### Exercise directions
Answer these from the shin splints passage:
(a) In which sections of the shin bone does the soreness arise?
(b) After what does the pain commonly diminish?
(c) What two effects of over pronation on the lower leg does the passage name?

### Exercise passage
= = =

Treatment for Shin Splints In Runners Using Orthotics

Shin Splints consists in a throbbing pain in the shin bone area or tibia caused by damage to the tendon adjacent to the tibia. The consequent soreness arises in the front or inside section of the shin bone. In most cases, shin splints in athletes results from intense physical activity such as running or jumping; shin splints in athletes is a condition that can often take a long time to heal.

Shin Splints: Symptoms

Shin splint symptoms that are most common include inflammation and/or soreness around the shin area, especially after running, walking, or participating in sports activities. It is common for the pain to present itself when starting the exercise, then to diminish after warming up, then to resurface when getting into rest. It is not uncommon for shin pain to occur in people who have just started to get involved in running or walking activities.

Common Causes of Shin Splints

The most common cause of shin splints in athletes is excessive stretching of the muscles and tendons adjacent to the shin bones, which are the tibia and the fibula. Overuse of these muscles by runners and other athletes is the most common reason for this condition. Other causes for shin splints in athletes can also be due to overuse of the anterior tibialis muscle in the front of the leg, along the outside front of the shin bones.

Over pronation of the feet is often a significant contributor to shin splints in athletes. Over pronation causes internal tibial rotation and intensifies the tractional forces on the muscles and ligaments in the lower leg.

= = =

### Data to examine
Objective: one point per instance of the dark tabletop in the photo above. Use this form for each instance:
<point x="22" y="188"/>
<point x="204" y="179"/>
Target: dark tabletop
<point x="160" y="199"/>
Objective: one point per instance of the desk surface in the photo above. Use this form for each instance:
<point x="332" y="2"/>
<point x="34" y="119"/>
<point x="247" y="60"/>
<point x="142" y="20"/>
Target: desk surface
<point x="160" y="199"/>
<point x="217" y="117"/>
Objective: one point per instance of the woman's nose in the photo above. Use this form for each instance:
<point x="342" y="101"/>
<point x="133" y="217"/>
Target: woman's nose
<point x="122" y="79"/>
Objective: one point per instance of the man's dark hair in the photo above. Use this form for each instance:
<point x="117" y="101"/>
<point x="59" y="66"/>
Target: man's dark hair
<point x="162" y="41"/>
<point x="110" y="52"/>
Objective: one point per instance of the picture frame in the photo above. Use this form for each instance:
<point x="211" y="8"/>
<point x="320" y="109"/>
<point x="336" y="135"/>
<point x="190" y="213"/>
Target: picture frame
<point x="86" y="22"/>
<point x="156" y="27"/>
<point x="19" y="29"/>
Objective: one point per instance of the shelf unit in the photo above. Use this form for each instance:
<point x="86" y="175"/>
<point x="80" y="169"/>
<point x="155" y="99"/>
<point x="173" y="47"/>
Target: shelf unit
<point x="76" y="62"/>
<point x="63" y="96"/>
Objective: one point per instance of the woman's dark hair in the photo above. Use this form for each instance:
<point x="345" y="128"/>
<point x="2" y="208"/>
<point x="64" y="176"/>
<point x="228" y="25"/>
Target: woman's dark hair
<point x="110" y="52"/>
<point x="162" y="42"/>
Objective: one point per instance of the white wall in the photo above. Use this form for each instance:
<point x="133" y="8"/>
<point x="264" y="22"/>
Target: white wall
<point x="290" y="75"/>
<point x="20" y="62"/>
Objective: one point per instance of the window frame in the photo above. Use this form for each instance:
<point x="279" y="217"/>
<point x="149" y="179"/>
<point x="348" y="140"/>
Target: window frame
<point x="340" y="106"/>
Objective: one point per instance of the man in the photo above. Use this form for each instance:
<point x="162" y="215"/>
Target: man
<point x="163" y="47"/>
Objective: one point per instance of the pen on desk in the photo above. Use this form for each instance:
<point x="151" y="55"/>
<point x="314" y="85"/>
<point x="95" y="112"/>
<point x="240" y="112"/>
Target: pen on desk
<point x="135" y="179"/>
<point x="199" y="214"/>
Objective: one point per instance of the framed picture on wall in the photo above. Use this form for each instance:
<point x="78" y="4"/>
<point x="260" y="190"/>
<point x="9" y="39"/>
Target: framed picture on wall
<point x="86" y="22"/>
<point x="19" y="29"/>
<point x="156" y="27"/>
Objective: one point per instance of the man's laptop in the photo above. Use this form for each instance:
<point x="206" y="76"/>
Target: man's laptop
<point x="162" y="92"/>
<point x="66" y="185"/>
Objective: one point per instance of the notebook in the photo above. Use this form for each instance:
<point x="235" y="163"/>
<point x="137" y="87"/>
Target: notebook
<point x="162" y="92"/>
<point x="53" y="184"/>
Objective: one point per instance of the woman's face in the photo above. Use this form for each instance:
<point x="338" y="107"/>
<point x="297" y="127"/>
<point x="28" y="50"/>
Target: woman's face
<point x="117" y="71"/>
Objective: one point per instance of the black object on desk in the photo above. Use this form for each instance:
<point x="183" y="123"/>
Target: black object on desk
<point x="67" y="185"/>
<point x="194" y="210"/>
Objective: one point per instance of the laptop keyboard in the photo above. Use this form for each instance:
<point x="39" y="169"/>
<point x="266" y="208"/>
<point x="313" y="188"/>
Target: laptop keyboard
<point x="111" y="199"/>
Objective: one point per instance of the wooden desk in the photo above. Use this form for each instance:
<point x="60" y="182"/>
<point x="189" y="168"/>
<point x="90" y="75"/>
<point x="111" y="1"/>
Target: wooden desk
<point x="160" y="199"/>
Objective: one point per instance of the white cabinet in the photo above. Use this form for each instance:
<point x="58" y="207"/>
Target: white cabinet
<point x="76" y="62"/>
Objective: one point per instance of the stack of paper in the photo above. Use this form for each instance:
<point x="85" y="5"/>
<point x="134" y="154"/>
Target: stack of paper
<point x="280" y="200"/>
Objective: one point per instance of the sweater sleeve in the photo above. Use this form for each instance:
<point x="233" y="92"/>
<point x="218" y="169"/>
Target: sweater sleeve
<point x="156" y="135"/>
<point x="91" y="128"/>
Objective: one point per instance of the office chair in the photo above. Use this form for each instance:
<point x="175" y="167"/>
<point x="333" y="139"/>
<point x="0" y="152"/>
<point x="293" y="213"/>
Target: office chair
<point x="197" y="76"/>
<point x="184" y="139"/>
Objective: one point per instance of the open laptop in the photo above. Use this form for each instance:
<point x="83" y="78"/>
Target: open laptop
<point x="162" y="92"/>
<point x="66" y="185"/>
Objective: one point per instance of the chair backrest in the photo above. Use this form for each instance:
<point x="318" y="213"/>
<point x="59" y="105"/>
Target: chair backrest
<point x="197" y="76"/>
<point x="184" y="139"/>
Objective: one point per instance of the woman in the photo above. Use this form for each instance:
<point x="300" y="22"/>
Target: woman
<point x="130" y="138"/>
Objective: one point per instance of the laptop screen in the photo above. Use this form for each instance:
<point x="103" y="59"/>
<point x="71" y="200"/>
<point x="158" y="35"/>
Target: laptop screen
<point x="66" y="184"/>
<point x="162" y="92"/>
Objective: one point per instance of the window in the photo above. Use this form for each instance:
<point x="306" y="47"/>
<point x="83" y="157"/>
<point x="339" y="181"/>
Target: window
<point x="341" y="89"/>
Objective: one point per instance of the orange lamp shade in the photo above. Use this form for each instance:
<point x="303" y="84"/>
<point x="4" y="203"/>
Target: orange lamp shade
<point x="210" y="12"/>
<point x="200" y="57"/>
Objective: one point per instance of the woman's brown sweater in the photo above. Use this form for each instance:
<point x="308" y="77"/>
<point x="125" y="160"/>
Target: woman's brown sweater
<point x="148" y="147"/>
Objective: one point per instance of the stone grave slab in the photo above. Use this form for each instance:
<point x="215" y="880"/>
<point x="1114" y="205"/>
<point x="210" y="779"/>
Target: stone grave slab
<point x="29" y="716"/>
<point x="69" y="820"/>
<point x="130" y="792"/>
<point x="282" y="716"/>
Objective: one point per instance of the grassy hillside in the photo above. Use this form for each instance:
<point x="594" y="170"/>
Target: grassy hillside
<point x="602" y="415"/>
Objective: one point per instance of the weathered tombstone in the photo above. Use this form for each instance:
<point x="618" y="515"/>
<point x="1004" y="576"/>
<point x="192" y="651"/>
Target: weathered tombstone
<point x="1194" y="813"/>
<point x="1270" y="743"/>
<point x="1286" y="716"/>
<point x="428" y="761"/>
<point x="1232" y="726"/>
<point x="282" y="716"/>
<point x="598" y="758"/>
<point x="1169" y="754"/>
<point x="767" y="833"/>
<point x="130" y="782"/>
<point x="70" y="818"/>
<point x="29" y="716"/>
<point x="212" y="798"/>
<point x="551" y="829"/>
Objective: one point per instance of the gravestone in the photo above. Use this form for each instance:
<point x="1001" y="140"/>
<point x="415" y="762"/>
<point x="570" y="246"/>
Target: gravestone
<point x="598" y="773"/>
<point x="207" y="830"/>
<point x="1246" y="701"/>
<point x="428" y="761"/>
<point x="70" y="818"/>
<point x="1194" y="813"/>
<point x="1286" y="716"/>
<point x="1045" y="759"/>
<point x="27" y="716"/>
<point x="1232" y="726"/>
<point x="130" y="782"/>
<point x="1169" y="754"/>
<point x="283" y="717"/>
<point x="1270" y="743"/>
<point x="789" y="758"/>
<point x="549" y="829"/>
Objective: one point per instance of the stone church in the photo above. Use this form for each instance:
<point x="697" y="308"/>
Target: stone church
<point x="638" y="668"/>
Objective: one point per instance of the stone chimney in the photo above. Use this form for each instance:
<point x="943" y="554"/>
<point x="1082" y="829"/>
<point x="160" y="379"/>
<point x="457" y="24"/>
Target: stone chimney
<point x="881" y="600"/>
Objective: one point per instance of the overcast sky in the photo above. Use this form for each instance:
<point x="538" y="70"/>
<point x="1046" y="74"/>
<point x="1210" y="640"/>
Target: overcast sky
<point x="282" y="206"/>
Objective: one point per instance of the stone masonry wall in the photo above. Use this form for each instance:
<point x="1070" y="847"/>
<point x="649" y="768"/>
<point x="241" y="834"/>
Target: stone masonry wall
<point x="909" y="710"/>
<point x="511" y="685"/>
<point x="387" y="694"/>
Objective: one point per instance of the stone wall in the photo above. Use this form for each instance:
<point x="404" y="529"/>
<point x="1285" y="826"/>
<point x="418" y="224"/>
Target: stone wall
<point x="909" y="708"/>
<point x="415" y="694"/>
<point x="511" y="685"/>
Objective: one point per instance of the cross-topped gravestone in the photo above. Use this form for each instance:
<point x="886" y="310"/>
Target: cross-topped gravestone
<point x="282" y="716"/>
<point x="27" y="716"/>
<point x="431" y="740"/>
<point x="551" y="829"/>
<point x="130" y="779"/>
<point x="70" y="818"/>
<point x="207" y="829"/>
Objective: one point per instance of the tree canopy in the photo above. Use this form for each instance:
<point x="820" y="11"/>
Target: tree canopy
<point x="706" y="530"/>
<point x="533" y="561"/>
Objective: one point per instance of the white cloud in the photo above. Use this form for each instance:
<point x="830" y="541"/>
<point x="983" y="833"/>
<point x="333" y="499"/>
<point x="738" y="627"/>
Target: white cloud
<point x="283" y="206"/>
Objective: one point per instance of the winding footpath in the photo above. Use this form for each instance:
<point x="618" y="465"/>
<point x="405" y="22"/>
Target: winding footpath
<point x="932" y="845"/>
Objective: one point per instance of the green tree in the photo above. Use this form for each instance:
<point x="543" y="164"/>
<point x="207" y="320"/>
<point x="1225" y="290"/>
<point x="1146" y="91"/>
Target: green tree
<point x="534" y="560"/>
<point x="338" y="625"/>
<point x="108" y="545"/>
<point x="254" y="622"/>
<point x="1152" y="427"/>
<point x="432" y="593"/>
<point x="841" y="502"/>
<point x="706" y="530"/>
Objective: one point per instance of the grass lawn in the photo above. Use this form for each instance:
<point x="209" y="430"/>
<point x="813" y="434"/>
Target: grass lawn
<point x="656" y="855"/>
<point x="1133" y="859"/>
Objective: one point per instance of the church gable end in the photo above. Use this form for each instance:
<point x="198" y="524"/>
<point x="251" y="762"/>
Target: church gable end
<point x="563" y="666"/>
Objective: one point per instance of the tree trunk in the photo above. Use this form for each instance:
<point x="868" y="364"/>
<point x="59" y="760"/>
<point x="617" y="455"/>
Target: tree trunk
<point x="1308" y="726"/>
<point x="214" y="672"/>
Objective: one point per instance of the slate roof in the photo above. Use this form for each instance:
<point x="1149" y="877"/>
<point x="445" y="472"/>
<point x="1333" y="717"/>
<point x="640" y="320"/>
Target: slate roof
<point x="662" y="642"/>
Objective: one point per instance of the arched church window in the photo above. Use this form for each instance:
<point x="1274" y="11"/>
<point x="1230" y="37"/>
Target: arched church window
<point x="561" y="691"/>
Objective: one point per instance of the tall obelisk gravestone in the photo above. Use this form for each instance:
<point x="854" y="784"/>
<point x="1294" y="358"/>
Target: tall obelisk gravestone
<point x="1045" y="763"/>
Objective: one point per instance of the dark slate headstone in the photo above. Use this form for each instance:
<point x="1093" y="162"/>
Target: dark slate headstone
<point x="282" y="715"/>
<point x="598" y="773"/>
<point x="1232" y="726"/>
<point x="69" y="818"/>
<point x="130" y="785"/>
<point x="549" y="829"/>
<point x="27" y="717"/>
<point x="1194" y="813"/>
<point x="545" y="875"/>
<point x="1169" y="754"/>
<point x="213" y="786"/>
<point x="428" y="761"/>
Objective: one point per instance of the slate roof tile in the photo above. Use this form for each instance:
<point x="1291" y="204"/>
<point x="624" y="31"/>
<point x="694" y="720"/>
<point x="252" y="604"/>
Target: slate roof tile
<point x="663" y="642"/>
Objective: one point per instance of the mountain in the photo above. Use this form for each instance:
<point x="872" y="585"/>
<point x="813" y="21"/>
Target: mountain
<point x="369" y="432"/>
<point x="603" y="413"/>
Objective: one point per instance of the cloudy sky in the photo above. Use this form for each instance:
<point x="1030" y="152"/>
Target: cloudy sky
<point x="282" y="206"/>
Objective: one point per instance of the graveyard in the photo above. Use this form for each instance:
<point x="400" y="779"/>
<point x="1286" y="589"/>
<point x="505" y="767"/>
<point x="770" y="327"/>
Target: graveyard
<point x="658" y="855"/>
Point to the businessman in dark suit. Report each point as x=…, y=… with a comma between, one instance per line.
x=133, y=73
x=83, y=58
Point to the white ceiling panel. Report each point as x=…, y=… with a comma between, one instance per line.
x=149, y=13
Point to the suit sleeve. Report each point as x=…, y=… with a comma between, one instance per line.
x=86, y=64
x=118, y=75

= = =

### Task answer
(a) The front or inside section of the shin bone.
(b) After warming up.
(c) It causes internal tibial rotation and intensifies the tractional forces on the muscles and ligaments in the lower leg.